Report how many of the lines below contain the word "pole". Give only the number.

** START OF INPUT ROWS **

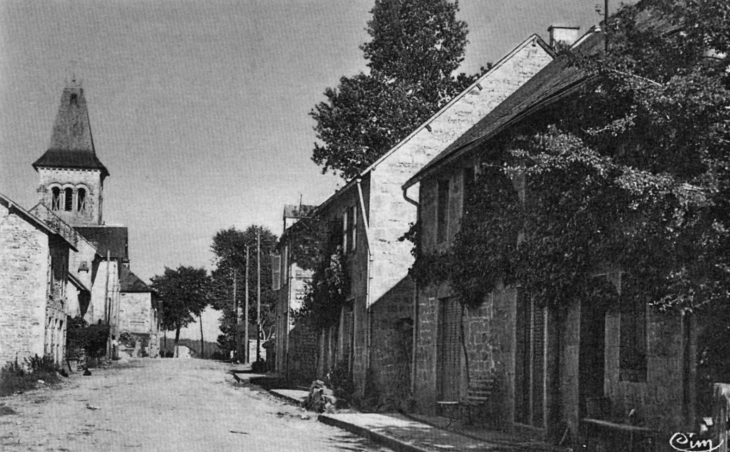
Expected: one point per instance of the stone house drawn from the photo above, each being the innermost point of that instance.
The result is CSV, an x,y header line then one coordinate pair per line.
x,y
373,337
295,345
34,260
138,316
550,366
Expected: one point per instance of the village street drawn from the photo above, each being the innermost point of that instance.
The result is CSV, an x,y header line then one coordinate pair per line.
x,y
163,405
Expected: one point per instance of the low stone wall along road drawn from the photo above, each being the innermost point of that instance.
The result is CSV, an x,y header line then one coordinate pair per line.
x,y
175,405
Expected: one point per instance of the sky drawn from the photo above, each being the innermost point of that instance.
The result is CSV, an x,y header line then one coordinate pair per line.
x,y
200,110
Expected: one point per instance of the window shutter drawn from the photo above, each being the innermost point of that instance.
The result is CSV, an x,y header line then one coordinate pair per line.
x,y
275,272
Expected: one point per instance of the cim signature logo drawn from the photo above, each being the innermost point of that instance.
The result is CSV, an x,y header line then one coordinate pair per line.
x,y
690,442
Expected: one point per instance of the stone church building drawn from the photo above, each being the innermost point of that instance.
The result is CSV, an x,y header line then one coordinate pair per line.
x,y
90,266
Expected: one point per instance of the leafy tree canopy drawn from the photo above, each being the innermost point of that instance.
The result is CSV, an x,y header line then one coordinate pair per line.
x,y
185,292
229,248
416,47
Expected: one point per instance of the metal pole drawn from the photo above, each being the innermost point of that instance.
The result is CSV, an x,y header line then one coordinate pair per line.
x,y
247,358
258,294
235,312
605,24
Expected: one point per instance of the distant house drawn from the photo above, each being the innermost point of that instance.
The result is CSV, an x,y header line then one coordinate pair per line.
x,y
295,346
555,369
373,337
138,315
34,261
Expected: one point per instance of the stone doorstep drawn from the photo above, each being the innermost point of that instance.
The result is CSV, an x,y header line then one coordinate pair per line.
x,y
405,435
295,396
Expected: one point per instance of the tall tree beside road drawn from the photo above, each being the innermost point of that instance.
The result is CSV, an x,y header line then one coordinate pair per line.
x,y
229,247
416,47
185,292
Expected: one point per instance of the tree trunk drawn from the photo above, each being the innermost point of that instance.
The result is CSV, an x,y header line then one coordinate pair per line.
x,y
177,339
202,346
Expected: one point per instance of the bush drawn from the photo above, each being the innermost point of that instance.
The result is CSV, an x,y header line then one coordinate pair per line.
x,y
91,338
259,367
15,377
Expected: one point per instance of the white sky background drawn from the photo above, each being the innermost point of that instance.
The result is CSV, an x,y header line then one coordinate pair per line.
x,y
200,109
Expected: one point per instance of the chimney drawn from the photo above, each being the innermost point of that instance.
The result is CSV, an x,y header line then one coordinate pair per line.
x,y
564,35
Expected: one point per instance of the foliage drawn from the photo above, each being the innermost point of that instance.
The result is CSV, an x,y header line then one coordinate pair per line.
x,y
635,178
16,377
329,286
92,339
229,248
416,46
184,292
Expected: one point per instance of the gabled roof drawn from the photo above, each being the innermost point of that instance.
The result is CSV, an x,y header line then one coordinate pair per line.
x,y
553,82
32,219
531,40
129,282
113,239
72,144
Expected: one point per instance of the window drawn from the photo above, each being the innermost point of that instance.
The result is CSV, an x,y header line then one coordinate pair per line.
x,y
633,338
81,199
442,211
55,198
468,182
68,200
349,230
275,272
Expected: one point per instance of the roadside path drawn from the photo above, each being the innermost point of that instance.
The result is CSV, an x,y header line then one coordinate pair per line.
x,y
174,405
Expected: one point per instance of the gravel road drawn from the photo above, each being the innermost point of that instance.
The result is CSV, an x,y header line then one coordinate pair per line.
x,y
163,405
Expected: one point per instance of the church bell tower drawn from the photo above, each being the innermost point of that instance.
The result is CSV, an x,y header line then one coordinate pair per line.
x,y
71,176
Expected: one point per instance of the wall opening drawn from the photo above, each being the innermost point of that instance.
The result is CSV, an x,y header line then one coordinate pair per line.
x,y
68,200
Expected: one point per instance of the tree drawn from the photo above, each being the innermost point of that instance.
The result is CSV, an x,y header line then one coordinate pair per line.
x,y
636,177
229,247
185,292
416,47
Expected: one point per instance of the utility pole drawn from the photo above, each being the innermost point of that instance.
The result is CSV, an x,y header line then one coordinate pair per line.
x,y
235,312
258,295
246,358
605,24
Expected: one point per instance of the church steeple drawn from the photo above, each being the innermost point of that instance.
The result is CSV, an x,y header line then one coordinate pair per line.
x,y
71,176
72,145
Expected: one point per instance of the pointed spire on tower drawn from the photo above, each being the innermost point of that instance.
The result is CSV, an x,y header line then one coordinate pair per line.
x,y
72,144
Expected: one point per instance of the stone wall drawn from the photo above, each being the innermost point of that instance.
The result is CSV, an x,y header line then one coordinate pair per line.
x,y
392,344
302,357
135,312
24,279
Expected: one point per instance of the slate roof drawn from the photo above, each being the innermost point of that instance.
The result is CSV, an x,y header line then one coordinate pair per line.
x,y
107,238
72,144
553,82
129,282
298,211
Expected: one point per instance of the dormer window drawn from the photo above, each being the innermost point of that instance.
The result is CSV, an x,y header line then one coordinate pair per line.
x,y
81,199
55,198
68,200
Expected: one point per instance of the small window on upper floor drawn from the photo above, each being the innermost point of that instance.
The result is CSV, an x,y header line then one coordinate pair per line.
x,y
68,199
442,211
81,199
468,182
55,198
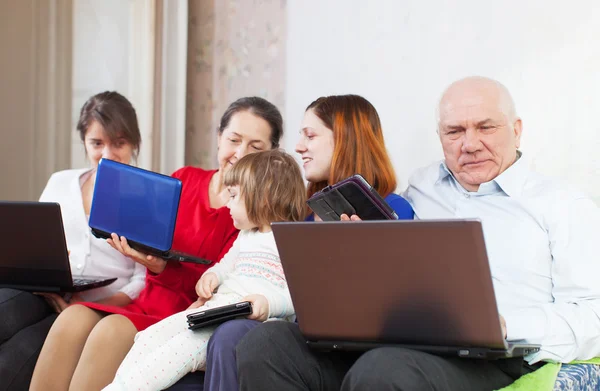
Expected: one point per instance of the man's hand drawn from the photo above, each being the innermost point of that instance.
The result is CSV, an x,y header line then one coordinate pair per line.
x,y
503,324
207,285
58,303
260,307
155,264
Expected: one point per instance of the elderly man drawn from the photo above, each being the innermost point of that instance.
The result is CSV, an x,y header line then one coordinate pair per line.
x,y
541,241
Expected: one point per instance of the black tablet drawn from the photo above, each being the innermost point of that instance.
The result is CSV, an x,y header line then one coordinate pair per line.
x,y
352,196
218,315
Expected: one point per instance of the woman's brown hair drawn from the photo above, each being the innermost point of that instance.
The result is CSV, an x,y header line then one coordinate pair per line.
x,y
115,114
272,186
359,147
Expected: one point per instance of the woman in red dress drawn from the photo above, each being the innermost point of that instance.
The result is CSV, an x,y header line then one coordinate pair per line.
x,y
88,341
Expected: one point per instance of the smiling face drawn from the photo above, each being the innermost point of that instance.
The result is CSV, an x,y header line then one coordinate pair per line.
x,y
479,131
246,133
98,145
316,146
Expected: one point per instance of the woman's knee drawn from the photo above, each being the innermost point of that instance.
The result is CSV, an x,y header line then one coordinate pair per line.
x,y
75,321
113,329
262,341
383,368
229,334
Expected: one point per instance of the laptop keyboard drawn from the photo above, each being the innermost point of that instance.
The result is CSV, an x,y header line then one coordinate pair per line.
x,y
84,281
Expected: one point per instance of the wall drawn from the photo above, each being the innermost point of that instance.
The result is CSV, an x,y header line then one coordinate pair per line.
x,y
35,94
401,55
113,49
235,49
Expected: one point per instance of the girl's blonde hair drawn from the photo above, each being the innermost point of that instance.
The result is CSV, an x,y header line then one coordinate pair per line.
x,y
272,186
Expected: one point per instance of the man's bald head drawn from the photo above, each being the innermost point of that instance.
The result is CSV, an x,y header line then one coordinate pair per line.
x,y
479,130
478,87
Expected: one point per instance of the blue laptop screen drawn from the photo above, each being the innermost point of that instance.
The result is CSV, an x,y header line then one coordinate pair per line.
x,y
138,204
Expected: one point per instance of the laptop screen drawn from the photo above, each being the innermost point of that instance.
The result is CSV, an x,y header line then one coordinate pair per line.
x,y
138,204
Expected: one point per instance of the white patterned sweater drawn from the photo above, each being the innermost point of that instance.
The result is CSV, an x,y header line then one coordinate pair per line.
x,y
252,266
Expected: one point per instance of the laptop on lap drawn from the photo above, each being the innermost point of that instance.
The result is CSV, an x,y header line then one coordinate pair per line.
x,y
423,285
140,205
34,250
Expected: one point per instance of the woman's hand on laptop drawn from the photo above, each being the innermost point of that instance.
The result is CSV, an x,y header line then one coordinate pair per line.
x,y
197,304
58,303
260,307
155,264
206,286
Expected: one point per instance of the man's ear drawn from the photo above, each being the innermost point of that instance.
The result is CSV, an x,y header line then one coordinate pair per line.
x,y
518,129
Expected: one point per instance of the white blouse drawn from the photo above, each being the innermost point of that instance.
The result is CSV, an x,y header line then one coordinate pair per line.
x,y
90,256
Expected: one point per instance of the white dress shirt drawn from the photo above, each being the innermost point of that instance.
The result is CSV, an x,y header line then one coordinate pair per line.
x,y
90,256
542,242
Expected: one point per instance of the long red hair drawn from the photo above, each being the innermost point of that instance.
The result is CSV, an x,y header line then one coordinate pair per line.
x,y
359,147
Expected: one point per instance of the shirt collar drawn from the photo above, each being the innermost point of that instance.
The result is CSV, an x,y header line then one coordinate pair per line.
x,y
511,181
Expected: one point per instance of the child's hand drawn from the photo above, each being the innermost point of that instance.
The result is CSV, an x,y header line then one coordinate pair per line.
x,y
206,285
260,307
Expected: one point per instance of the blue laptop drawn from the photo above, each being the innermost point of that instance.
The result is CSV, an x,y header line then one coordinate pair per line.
x,y
140,205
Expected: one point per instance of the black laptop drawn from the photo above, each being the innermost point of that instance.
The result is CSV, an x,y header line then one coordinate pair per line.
x,y
422,285
34,250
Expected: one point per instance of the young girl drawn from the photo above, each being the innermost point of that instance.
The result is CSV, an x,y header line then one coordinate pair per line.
x,y
264,187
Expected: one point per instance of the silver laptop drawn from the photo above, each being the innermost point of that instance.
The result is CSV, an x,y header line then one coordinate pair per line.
x,y
423,285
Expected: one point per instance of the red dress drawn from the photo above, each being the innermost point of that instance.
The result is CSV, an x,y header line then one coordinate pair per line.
x,y
200,230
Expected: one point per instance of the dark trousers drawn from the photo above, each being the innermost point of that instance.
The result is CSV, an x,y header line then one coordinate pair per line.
x,y
275,356
25,320
221,367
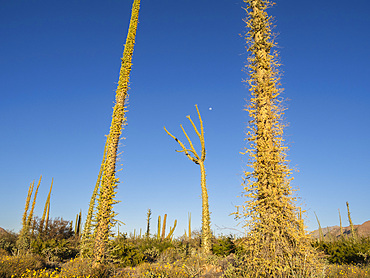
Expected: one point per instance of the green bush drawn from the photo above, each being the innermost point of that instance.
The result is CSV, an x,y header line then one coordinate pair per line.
x,y
8,241
224,246
346,250
17,265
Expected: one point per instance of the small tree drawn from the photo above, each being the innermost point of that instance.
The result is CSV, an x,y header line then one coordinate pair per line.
x,y
193,156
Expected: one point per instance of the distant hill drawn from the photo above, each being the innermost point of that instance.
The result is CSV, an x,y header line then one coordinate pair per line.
x,y
362,230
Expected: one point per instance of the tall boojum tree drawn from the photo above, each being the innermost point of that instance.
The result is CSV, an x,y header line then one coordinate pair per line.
x,y
276,244
105,214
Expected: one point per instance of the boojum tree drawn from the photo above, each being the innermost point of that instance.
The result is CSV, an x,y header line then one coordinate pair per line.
x,y
199,159
276,245
105,214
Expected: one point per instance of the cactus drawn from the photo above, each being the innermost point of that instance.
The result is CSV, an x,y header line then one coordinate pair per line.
x,y
164,226
340,223
23,241
275,245
159,228
353,232
193,156
321,235
44,222
170,235
30,216
78,224
105,214
189,216
147,234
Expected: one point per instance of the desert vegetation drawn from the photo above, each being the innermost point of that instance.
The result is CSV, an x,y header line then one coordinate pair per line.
x,y
275,245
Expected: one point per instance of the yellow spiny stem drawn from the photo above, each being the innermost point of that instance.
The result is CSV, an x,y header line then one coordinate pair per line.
x,y
353,232
86,236
275,245
193,156
340,223
28,199
23,241
48,205
164,227
30,216
105,214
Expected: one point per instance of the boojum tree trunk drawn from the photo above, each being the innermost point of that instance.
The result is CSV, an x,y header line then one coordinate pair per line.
x,y
105,215
193,156
276,245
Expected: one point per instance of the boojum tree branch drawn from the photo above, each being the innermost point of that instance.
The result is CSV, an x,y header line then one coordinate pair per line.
x,y
193,156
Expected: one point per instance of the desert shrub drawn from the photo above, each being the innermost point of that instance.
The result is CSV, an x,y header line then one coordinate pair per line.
x,y
56,229
223,246
15,266
348,271
55,250
346,250
130,252
8,241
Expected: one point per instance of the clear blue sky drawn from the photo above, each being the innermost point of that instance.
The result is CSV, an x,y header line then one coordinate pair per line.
x,y
59,66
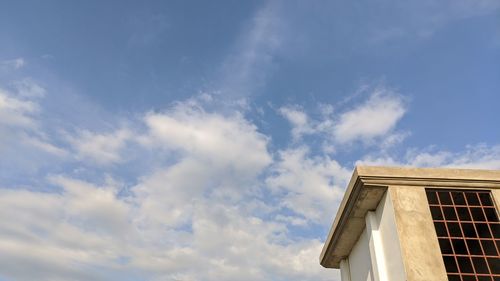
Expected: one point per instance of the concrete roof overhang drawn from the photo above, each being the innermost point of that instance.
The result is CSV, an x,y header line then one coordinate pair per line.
x,y
366,189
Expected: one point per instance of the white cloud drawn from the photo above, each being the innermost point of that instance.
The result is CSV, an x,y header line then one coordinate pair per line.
x,y
14,64
375,118
478,156
16,112
228,142
101,149
312,186
298,119
248,66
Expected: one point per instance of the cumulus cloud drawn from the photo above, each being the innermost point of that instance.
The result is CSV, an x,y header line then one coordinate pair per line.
x,y
12,64
479,156
100,148
199,216
312,185
371,122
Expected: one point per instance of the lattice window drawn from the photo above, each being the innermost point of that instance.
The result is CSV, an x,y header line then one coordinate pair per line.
x,y
468,231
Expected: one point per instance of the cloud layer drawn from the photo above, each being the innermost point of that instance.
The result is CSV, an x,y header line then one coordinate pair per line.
x,y
215,198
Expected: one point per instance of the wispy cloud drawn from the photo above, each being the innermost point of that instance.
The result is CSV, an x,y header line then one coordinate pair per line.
x,y
249,64
12,64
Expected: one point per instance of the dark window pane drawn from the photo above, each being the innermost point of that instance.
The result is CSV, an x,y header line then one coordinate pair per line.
x,y
449,213
480,265
472,199
458,198
459,246
489,247
474,247
495,228
494,265
491,214
485,199
445,246
450,264
469,230
482,230
477,214
465,264
440,229
468,278
463,213
432,197
454,229
444,197
436,213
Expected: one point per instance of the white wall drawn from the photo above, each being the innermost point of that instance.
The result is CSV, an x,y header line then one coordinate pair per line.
x,y
377,253
393,259
359,260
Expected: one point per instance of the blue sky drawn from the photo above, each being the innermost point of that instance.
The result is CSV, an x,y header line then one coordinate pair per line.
x,y
212,140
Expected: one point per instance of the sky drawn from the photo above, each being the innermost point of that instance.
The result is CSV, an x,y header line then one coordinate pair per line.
x,y
213,140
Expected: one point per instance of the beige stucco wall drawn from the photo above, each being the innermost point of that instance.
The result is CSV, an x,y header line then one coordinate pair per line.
x,y
418,240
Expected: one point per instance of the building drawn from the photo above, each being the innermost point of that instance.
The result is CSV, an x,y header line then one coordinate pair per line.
x,y
417,224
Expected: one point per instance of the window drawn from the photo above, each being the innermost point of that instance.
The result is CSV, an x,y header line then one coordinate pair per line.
x,y
468,231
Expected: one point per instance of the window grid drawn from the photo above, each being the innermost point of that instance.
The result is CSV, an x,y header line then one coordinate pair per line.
x,y
468,230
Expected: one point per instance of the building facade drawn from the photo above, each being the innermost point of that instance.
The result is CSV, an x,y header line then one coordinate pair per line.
x,y
417,224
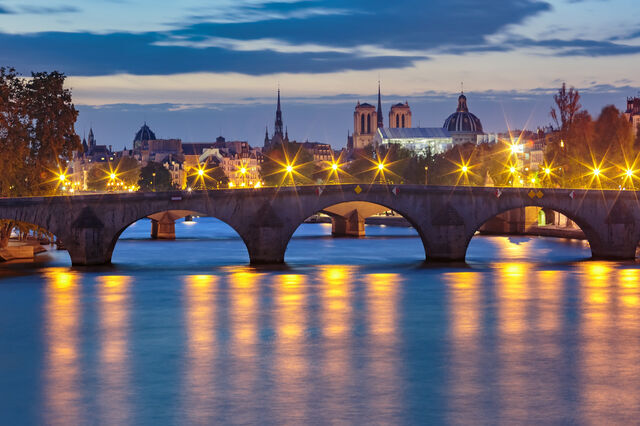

** END OF INPUT ROWS **

◆ RESPONSE
2